- _ТЕКСТ_
☆ ☆ ☆

Тысячи белых роз наполняли воздух своим опьяняющим ароматом, когда в 9.30 король в сопровождении гостей вошел в свою ложу. Мужчины были облачены в парадную форму, а дамы – в сверкающие драгоценностями вечерние платья. Самый могущественный человек Германии поразил всех, появившись во фраке, на котором красовался один только золотой партийный значок. Он был похож на портье из отеля и чувствовал себя очень неловко. Всем было хорошо видно, с какой радостью он избавился от помпы и великолепия, которые окружали его, усадив рядом с собой своего лучшего друга Бенито Муссолини, последнего из римлян. Принцесса крови Мария-Жозе, одетая в великолепное вечернее платье, украшенное драгоценными камнями, даже не пыталась скрыть свою аристократическую и интеллектуальную антипатию по отношению к гостю с севера. Позже она привела в своей книге La mia vita nelle mia Italia («Моя жизнь в моей Италии») описание банкета, состоявшегося до оперного спектакля, на котором она, как и в течение всего визита фюрера в Италию, представляла свою царственную свекровь.
«На обеде я сидела рядом с Гитлером. Он говорил только по-немецки, и я, естественно, не прилагала никаких усилий, чтобы понять, о чем он говорит. Я плохо знаю немецкий. Он ничего не ел и не пил. Говорят, что плохие люди не пьют вина, и, судя по Гитлеру, это высказывание верно. Весь обед он только и делал, что грыз шоколад, а его скованные и чересчур почтительные манеры производили удручающее впечатление». Так дочь бельгийского короля описывала своего гостя, пребывая в ссылке на берегу Женевского озера.
У ее гостя не было причин радоваться, сидя в королевской ложе. Когда во время знаменитой арии Аиды прямо перед великой Джиной Синьей на сцену обрушилась балка, все сразу же решили, что это покушение. Однако певица мужественно продолжала петь дальше. Но ничто уже – ни чарующие голоса Педерцини в роли Амнериса и Бенджамино Джильи в роли Радамеса, ни великолепная постановка, во время которой на сцену был выведен целый зверинец, – не могло улучшить настроение Гитлера.
Все свое раздражение по поводу высокомерного и презрительного отношения к нему его соседки по столу, которое она и не думала скрывать, фюрер сорвал на бедном, ни в чем не повинном фон Бюлове-Шванте, немецком руководителе протокола. Фон Бюлов-Шванте не запланировал достаточного количества времени, чтобы его повелитель и господин мог после спектакля сменить неудобный фрак на более привычную форму. Поэтому, когда у поезда, который должен был отвезти Гитлера в Рим, выстроился почетный караул, его величество получил еще один повод для злорадства, наблюдая, как его гость, похожий на официанта, обходит этот караул. Гитлер кипел от ярости, и руководитель протокола буквально катился по красному ковру, ведущему к вагону спецпоезда.

☆ ☆ ☆

- _ИСХОДНЫЕ ДАННЫЕ_
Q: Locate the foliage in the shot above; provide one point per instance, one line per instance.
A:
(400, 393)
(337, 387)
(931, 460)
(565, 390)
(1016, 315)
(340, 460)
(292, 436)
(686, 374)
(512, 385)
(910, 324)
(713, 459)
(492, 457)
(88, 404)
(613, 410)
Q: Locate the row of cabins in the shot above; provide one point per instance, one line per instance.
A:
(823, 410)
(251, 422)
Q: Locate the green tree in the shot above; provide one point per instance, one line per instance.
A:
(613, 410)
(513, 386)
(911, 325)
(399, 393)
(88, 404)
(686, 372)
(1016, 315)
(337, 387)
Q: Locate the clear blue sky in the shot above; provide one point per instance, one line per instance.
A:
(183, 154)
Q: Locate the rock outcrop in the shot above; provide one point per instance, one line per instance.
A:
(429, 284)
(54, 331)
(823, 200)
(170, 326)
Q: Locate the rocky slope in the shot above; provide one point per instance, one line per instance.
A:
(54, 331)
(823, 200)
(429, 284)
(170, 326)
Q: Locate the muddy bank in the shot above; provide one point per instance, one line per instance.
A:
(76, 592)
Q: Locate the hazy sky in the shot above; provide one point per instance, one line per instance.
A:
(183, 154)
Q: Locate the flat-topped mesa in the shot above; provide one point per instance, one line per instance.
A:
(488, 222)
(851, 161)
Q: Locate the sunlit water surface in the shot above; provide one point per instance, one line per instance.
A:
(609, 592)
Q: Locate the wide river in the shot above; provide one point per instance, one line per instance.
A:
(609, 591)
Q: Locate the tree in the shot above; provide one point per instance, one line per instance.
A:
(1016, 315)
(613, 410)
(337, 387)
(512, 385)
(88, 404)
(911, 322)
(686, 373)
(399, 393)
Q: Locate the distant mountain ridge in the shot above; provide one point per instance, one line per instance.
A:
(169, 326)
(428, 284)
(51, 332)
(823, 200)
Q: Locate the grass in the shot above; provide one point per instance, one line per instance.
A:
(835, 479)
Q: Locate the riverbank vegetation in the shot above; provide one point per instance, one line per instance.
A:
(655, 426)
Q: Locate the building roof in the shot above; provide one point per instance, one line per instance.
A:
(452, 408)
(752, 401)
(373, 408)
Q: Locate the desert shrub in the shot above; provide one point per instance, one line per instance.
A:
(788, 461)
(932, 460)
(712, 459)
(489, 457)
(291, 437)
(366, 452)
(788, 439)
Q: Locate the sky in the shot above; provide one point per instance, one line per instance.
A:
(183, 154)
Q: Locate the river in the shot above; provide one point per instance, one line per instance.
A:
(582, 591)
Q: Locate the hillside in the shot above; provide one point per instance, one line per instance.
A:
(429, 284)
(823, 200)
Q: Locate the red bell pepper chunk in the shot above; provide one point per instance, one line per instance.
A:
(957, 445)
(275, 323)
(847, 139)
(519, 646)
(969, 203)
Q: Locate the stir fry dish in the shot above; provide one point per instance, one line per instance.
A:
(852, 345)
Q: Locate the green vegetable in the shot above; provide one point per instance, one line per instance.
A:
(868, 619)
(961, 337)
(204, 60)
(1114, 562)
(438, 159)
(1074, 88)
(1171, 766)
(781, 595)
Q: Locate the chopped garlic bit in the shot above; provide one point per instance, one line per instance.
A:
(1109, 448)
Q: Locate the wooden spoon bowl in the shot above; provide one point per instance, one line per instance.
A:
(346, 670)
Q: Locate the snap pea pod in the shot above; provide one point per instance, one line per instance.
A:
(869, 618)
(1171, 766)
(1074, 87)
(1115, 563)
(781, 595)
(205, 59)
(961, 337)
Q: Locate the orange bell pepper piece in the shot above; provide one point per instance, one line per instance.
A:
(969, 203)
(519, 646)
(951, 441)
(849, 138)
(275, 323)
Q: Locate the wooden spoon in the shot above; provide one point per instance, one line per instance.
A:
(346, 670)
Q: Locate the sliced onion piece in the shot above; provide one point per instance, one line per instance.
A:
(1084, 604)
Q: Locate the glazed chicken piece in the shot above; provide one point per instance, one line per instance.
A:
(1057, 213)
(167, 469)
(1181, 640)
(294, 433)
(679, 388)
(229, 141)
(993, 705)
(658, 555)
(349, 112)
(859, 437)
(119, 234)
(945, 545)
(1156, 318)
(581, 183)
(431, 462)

☆ ☆ ☆

- _ЗАДАНИЯ_
#1 Назовите всех певцов, упомянутых в тексте.
#2 Что, по словам Марии-Жозе, Гитлер делал весь обед, согласно тексту?
#3 Перепишите из текста отрывок от «Все свое раздражение» до «к вагону спецпоезда.».
Записи взяты из другого источника.

- _ОТВЕТЫ_
#1 Джина Синья, Педерцини, Бенджамино Джильи.

#2 Он только и делал, что грыз шоколад.

#3
Все свое раздражение по поводу высокомерного и презрительного отношения к нему его соседки по столу, которое она и не думала скрывать, фюрер сорвал на бедном, ни в чем не повинном фон Бюлове-Шванте, немецком руководителе протокола. Фон Бюлов-Шванте не запланировал достаточного количества времени, чтобы его повелитель и господин мог после спектакля сменить неудобный фрак на более привычную форму. Поэтому, когда у поезда, который должен был отвезти Гитлера в Рим, выстроился почетный караул, его величество получил еще один повод для злорадства, наблюдая, как его гость, похожий на официанта, обходит этот караул. Гитлер кипел от ярости, и руководитель протокола буквально катился по красному ковру, ведущему к вагону спецпоезда.